**Problem:** Retype the entries below exactly, and keep every picture out of your version.

╭─ Supplied information

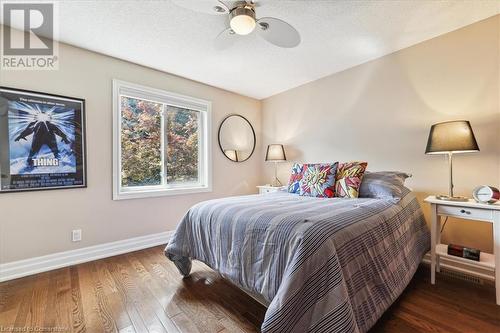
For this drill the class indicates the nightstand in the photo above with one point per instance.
(263, 189)
(469, 210)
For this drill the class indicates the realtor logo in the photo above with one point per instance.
(28, 36)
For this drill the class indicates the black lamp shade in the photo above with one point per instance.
(275, 152)
(451, 137)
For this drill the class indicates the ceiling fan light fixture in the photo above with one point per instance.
(242, 20)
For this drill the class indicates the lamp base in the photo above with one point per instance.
(448, 198)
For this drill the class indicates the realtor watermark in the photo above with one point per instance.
(29, 35)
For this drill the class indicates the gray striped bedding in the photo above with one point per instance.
(325, 265)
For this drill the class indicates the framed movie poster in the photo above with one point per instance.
(42, 141)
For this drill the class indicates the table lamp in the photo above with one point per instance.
(275, 153)
(451, 137)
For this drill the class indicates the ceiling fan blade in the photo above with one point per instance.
(214, 7)
(278, 32)
(225, 39)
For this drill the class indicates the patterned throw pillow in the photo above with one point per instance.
(295, 177)
(348, 179)
(318, 180)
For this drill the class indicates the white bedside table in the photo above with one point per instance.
(469, 210)
(268, 189)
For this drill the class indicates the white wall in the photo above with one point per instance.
(381, 112)
(39, 223)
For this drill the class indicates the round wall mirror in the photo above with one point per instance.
(236, 138)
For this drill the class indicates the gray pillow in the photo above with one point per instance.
(383, 184)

╰─

**Exercise answer:**
For this drill the class indicates the nightstand in the photo above with one point per instance.
(263, 189)
(469, 210)
For this drill the class indicates the realtor logo in the photo above with one point per instance.
(28, 36)
For this drill the class indicates the black lamp shade in the photo above with one point per instance.
(275, 152)
(451, 137)
For this drill the class indicates the ceiling fan light fixture in the photo above with one point per instance.
(242, 20)
For this drill the class indicates the lamp base in the photo above with one point per instance.
(448, 198)
For this drill the class indicates the realtor watermark in the photo above with one point per instance.
(29, 35)
For this drill the class indicates the gray striped bedding in the photo above with one point per instance.
(325, 265)
For this drill the class indicates the framed movie poster in the photo above with one point per instance.
(42, 141)
For this drill the class indicates the table lamp in the photo above with one point per instance.
(275, 153)
(451, 137)
For this drill the class indicates the ceiling fan blade in the photo above with one point per instance.
(214, 7)
(278, 32)
(225, 39)
For this drill the class indicates the patterned throw pillow in the photo above with one point per instance.
(295, 177)
(348, 179)
(318, 180)
For this drill the class indicates the white bedside table in the photo above with one point per instance.
(469, 210)
(268, 189)
For this drill the class indicates the white wall in the photo above with one point per instance.
(381, 112)
(39, 223)
For this drill the class indicates the round wall mirror in the photo above with one point per instance.
(236, 138)
For this drill the class indicates the gray pillow in the photo above with one point per instance.
(383, 184)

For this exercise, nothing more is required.